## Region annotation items

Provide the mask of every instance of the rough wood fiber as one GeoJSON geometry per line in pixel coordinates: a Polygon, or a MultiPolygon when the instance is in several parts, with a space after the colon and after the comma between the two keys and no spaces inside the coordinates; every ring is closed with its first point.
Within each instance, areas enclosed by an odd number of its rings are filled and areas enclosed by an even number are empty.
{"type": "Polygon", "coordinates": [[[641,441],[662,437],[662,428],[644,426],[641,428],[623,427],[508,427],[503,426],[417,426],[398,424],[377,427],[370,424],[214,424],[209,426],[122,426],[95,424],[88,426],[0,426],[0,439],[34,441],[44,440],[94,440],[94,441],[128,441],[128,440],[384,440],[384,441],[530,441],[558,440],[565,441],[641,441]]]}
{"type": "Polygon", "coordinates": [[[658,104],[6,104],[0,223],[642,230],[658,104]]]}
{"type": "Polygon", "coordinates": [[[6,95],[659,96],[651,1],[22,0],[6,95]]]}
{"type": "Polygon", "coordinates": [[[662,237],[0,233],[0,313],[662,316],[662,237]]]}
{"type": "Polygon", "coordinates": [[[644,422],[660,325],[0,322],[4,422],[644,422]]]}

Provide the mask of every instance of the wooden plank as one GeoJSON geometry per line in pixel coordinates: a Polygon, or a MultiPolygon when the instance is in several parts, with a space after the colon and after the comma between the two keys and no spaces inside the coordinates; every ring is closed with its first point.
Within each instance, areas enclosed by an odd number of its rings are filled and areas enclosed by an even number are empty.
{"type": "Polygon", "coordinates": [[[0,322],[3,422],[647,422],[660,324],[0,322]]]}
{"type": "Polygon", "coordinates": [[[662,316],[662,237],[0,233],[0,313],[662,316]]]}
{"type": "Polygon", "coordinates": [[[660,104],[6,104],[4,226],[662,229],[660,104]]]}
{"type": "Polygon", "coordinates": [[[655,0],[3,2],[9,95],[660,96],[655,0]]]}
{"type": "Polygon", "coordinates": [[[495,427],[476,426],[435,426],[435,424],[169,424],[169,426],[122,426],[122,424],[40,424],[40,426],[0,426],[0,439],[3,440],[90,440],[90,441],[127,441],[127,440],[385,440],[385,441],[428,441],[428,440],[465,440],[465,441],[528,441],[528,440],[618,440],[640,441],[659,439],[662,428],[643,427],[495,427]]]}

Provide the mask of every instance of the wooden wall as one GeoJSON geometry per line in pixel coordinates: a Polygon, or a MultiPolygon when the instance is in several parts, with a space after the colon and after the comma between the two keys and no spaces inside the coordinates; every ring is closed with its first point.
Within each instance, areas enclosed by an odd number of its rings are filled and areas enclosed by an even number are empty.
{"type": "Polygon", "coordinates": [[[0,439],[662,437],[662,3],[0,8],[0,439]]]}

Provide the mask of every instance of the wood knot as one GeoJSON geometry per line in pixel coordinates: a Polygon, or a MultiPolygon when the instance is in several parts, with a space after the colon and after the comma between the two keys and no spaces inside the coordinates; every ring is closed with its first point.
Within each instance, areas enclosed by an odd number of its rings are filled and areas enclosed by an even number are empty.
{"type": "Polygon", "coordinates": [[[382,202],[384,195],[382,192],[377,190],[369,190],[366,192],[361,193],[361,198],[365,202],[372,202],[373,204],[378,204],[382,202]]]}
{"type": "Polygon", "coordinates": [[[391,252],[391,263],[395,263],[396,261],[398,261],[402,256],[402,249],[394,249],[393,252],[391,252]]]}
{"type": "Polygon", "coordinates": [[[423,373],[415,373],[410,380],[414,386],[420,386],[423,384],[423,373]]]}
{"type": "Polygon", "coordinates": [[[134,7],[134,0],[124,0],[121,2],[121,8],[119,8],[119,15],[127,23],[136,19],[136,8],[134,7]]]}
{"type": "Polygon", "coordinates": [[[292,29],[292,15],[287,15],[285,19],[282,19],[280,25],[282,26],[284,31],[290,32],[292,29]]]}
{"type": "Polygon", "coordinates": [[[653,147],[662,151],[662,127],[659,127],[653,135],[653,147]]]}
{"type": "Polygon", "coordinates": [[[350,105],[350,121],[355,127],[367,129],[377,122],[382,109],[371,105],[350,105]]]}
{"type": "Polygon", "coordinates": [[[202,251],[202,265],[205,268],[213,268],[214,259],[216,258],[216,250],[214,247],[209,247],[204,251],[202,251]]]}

## WHAT YOU ARE ASKED TO DO
Pick out each line of the material above that includes the word "knot", and copy those lines.

## ANSWER IN FULL
Provide the mask of every instance of the wood knot as one GeoJSON geometry per line in pixel coordinates: a Polygon, or a MultiPolygon when the instance is in several parts, with a space after the colon and after the comma between the two keys and no spaces inside the coordinates; every ring is closed with its first point.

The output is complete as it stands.